• [STATED GOAL] Copy the rows below verbatim, starting at the line that contains "traffic light, where" and stopping after the line that contains "[177,96,182,110]".

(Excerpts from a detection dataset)
START

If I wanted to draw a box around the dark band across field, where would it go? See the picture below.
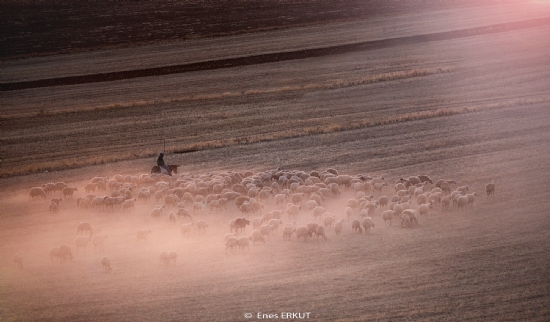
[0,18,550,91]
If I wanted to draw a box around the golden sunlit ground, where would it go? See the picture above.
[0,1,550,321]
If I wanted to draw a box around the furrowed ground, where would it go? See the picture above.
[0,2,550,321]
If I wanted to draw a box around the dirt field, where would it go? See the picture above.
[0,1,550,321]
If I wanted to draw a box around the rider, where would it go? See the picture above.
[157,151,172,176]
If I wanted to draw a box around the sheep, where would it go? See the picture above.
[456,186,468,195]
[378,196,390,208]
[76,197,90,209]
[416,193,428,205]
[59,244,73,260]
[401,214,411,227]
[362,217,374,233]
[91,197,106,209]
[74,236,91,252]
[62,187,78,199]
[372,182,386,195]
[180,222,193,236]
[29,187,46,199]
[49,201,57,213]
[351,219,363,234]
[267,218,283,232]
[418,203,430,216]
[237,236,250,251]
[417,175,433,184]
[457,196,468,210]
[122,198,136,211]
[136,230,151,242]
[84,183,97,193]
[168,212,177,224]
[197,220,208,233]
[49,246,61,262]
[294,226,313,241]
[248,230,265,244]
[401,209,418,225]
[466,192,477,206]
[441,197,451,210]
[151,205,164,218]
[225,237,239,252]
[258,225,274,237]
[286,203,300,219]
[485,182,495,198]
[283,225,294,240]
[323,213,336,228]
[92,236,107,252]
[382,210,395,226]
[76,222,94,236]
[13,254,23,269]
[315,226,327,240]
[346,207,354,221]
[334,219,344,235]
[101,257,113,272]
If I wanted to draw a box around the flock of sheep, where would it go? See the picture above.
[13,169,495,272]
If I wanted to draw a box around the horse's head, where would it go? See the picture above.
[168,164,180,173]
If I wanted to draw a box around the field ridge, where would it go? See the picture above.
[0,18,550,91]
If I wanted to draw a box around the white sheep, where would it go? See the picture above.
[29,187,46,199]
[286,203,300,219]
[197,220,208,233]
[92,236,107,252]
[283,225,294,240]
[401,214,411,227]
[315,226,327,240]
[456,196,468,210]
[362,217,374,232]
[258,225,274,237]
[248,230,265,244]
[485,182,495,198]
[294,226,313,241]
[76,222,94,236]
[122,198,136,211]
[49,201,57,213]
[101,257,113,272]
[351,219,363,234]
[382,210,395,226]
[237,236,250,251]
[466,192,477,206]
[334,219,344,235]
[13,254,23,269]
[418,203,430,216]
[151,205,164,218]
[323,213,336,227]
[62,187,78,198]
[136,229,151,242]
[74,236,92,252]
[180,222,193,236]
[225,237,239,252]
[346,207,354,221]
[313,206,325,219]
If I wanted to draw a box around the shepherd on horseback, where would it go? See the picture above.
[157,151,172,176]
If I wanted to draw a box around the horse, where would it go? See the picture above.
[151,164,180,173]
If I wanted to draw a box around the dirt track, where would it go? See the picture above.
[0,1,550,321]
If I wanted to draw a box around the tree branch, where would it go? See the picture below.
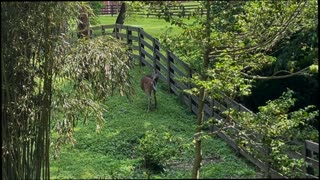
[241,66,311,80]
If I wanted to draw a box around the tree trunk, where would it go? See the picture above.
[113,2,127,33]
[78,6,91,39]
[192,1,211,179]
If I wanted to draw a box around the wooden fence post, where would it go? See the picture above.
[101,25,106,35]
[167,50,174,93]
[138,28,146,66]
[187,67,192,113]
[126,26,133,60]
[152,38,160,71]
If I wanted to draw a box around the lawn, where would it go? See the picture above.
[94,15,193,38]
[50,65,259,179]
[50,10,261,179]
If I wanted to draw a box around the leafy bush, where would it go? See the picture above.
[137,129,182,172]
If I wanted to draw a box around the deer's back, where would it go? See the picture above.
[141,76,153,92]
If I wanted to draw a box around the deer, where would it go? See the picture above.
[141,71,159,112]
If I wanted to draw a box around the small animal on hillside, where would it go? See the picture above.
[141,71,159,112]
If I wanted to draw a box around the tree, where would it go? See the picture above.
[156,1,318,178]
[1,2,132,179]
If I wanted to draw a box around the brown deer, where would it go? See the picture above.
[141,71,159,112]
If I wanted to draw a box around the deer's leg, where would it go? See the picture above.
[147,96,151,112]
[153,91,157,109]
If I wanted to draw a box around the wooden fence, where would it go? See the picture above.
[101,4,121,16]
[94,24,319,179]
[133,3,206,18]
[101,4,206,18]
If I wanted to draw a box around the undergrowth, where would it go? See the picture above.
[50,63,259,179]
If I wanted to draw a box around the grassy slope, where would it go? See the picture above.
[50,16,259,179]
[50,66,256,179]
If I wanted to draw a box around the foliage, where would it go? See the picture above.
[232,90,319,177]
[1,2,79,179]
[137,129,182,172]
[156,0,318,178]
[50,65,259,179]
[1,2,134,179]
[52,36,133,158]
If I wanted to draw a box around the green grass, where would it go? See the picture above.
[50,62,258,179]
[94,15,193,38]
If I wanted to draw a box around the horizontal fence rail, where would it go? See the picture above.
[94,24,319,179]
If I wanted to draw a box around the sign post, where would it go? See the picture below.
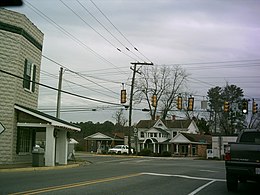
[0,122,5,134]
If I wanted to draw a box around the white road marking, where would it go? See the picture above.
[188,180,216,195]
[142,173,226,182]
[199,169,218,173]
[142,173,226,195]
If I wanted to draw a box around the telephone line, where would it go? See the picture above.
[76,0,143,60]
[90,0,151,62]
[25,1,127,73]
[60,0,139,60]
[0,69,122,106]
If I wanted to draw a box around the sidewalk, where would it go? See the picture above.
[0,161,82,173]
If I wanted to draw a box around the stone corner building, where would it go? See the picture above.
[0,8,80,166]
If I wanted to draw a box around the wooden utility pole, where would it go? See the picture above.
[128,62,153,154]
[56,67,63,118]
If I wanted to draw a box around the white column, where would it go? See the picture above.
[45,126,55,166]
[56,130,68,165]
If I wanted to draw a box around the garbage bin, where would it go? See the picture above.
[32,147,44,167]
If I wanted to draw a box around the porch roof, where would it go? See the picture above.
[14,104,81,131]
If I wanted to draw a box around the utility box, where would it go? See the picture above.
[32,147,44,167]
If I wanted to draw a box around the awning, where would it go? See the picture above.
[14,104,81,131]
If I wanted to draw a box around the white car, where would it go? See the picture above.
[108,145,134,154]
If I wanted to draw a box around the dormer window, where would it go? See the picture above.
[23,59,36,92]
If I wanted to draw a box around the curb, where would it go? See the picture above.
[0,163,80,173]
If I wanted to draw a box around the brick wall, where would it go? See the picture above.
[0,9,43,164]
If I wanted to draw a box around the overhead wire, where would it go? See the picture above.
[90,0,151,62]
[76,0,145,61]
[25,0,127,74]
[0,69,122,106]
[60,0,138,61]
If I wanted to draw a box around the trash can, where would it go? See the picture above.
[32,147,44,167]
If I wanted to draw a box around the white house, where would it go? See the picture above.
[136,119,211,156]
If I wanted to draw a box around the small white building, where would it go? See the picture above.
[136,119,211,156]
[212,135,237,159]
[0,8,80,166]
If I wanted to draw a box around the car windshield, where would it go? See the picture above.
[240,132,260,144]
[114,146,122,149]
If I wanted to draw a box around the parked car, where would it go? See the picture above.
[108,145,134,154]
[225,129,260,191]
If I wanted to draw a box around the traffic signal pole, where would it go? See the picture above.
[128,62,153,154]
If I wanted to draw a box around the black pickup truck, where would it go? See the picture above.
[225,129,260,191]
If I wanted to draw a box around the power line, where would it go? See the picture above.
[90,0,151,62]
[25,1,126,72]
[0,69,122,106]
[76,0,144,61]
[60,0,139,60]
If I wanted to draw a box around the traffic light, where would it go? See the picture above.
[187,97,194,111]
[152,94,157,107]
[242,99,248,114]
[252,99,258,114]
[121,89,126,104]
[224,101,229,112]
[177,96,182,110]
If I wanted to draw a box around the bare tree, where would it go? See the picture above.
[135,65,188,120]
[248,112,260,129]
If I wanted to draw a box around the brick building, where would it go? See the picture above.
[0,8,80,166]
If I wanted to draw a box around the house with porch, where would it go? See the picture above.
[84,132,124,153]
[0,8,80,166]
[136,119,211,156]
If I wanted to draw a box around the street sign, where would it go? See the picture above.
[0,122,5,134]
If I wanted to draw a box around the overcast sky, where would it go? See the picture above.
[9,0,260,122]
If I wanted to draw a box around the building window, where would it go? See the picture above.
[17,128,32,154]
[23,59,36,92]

END

• [RESPONSE TO THE TASK]
If I wanted to draw a box around the traffic light, where would it go? See the picture above.
[187,97,194,111]
[152,94,157,107]
[242,99,248,114]
[252,99,258,114]
[121,89,126,104]
[224,101,229,112]
[177,96,182,110]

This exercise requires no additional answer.